WHAT THE TASK ASKS >> Reproduce verbatim the line where "Where can the dried" occurs, along with all following lines down to the last line of the data.
[RECORDS TO PROCESS]
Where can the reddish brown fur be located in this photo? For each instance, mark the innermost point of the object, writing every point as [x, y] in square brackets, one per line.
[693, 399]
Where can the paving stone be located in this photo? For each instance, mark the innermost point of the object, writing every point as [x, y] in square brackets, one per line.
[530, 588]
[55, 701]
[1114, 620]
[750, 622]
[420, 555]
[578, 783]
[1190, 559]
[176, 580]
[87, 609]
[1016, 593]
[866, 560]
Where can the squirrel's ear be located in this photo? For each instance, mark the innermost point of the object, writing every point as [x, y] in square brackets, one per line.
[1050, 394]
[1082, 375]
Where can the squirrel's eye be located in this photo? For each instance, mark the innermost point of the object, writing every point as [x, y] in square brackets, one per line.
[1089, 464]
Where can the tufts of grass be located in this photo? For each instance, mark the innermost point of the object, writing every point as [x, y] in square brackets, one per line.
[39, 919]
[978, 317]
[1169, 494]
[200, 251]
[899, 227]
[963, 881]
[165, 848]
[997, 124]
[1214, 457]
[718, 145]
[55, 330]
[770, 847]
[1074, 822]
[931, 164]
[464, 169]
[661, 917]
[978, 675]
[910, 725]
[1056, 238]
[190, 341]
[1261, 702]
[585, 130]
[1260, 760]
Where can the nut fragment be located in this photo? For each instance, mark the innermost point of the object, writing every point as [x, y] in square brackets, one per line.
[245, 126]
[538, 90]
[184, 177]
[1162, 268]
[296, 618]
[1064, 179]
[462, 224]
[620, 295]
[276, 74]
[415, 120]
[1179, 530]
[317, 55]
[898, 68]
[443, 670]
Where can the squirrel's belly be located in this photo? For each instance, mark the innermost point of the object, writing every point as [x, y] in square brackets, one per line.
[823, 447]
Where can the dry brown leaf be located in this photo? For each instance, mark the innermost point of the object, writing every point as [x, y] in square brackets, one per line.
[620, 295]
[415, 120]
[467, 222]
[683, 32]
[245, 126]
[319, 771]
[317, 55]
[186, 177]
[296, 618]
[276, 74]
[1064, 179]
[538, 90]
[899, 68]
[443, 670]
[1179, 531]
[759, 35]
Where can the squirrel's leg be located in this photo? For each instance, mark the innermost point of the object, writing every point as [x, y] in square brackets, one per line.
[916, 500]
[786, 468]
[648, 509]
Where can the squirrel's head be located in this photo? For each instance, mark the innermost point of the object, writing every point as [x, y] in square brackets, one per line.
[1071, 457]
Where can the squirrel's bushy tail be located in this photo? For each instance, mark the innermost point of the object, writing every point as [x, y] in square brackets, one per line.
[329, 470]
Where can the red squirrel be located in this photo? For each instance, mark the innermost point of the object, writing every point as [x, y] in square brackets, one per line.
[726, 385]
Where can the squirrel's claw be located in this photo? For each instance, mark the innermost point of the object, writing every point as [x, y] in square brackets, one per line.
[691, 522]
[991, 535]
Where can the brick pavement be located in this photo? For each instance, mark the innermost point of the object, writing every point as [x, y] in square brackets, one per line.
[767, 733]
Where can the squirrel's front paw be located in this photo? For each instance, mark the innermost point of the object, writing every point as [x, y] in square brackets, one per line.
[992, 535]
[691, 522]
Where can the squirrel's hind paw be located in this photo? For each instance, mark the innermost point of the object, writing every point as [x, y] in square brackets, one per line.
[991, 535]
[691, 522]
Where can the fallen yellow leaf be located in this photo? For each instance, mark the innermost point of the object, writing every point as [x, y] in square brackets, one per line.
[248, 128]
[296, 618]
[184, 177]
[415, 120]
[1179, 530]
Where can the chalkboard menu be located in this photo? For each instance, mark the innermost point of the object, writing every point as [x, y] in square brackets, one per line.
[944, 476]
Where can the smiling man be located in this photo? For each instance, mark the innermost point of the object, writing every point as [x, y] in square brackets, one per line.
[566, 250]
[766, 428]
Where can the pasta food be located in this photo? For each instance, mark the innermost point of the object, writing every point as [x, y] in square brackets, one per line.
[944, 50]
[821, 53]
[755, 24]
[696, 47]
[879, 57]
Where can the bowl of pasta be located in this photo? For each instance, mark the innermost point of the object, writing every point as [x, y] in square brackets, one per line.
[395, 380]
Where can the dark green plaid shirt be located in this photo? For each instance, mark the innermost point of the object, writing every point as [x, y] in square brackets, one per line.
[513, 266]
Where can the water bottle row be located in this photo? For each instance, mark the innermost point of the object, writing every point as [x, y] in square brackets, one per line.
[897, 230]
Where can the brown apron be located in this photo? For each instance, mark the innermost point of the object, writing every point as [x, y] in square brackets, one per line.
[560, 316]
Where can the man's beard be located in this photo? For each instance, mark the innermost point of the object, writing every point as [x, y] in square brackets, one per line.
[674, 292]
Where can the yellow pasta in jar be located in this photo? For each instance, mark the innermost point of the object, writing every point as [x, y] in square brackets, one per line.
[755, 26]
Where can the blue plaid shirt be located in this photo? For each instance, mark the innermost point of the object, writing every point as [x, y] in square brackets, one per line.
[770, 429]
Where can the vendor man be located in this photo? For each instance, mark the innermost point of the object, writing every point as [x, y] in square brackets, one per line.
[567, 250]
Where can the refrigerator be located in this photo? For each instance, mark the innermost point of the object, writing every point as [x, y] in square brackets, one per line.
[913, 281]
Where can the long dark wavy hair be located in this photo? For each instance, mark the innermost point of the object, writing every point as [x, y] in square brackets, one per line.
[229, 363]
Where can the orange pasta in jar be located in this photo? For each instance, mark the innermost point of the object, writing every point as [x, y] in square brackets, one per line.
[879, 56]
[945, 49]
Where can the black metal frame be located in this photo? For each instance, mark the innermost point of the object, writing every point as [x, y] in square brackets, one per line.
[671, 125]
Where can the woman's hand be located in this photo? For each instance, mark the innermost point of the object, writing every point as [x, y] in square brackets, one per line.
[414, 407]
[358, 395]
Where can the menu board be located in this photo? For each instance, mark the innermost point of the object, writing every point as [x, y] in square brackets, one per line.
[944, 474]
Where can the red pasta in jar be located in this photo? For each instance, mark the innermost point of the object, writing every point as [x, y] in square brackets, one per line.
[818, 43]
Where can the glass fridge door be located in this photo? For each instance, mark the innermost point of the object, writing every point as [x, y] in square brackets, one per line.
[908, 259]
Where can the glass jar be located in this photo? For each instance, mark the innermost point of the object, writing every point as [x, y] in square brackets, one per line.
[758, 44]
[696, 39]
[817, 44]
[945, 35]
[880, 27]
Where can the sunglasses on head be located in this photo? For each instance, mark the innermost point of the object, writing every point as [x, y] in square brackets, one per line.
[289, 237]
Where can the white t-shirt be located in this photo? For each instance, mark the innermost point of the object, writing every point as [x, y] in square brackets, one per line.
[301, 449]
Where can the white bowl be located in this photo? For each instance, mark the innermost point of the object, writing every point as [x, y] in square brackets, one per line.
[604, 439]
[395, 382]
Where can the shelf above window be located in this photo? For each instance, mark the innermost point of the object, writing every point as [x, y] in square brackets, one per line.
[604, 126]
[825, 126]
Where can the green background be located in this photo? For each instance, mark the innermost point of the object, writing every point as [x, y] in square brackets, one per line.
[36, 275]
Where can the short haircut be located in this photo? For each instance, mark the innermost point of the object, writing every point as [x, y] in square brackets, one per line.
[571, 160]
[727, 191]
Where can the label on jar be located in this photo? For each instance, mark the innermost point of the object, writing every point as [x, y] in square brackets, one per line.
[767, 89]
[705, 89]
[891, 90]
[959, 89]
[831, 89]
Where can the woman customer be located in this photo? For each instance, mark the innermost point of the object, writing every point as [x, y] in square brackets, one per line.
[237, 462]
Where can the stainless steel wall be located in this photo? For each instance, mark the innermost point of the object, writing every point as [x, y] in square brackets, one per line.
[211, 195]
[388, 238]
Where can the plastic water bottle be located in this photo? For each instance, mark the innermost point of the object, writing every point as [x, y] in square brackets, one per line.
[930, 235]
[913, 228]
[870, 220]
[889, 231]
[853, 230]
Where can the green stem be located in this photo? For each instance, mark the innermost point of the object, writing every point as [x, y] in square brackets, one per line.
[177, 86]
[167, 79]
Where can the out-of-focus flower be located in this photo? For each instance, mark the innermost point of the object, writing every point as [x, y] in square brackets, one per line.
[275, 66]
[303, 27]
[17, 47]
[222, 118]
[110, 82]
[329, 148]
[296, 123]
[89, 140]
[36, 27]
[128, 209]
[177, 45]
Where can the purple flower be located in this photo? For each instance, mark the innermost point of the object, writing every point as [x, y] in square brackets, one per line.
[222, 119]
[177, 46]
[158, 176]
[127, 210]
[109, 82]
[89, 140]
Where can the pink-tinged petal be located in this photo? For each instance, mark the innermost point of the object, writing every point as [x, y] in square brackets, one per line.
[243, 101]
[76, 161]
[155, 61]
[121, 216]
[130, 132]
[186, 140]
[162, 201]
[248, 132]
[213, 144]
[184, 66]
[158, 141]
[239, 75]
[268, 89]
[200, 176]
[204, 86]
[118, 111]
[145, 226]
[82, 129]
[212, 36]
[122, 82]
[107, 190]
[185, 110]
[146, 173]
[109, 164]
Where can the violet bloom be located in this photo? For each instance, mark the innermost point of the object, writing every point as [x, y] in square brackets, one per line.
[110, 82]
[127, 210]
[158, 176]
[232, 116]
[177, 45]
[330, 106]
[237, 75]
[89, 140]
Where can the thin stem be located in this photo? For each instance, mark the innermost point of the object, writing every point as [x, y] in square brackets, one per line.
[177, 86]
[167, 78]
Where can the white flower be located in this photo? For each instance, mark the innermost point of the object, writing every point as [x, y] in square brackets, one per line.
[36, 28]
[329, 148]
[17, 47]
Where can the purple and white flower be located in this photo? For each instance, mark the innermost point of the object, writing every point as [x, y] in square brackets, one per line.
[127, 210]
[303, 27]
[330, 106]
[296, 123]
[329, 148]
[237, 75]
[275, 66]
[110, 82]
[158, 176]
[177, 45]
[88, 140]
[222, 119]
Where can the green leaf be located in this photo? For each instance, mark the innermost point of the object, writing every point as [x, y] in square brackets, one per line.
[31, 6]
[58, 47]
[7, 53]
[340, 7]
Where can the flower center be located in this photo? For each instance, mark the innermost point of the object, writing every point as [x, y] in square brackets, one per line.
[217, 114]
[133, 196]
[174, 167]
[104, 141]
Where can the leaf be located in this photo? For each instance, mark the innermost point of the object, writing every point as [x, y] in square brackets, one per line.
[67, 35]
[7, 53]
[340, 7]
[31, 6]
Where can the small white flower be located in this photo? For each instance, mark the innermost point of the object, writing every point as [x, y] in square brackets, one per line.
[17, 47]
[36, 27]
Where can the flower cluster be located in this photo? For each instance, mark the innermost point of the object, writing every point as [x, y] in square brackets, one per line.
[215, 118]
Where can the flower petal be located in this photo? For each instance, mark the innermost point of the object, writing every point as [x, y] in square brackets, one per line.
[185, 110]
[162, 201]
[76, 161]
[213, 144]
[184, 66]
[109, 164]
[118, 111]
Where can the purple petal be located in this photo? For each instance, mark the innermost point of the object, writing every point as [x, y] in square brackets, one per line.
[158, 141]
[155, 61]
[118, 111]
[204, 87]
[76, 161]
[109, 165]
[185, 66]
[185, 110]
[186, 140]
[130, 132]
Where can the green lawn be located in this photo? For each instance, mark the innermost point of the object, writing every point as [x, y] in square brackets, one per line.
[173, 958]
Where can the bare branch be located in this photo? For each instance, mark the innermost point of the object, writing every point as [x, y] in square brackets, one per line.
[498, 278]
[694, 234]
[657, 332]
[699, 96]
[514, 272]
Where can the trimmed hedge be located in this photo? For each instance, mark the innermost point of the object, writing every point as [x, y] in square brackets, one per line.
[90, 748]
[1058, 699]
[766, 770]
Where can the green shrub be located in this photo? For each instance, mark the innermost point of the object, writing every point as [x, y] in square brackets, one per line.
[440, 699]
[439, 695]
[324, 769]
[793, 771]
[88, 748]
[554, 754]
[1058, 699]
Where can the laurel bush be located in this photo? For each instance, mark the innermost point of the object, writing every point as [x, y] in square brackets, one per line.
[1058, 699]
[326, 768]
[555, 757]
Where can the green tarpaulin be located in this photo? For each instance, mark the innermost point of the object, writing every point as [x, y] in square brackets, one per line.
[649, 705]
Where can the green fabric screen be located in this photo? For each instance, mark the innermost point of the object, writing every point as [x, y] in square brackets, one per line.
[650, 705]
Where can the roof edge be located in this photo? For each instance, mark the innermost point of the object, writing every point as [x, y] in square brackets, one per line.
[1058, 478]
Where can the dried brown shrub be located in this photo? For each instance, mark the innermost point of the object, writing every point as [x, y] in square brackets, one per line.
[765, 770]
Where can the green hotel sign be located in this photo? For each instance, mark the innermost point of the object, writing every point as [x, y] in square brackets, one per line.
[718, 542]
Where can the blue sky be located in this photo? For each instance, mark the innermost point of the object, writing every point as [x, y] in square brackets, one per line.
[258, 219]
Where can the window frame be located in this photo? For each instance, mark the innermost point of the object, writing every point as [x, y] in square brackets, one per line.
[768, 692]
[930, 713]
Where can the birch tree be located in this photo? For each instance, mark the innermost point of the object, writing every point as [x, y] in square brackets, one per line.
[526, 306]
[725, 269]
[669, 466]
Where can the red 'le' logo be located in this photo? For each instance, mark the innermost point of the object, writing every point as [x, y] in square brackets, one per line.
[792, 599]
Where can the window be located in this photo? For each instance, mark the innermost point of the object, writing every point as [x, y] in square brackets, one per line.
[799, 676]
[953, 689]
[/RECORDS TO PROCESS]
ANSWER FOR THE TASK >>
Where can the dried brown shrub be located in this photo? For each instance, mark the innermost point of the object, writing every point as [x, y] in square brackets, one per line.
[765, 770]
Where can the green hotel sign be located in this photo? For each instance, mark the innermost point of the object, writing every point as [x, y] in square brackets, one per line.
[718, 542]
Where can the blue sky be located in this photo? For each instance, mark the innermost point of the object, writing every point as [x, y] in square brackets, one per line.
[258, 219]
Where can the window frame be located in this photo? For each instance, mark the innermost point of the object, writing every point as [x, y] in square brackets, one per line.
[768, 692]
[930, 713]
Where can the birch tree be located in this photo? For each instance, mark the innermost point of the object, writing every point as [x, y] in square brackets, one per line.
[526, 306]
[725, 269]
[669, 466]
Where can the red 'le' logo be located in this photo? For each instance, mark the innermost point of the object, writing every point as [x, y] in square brackets, one per line.
[792, 599]
Where can the window be located in this photo? For each instance, mark the innermost point of the object, writing every point as [x, y] in square brackets, one per line.
[799, 676]
[953, 689]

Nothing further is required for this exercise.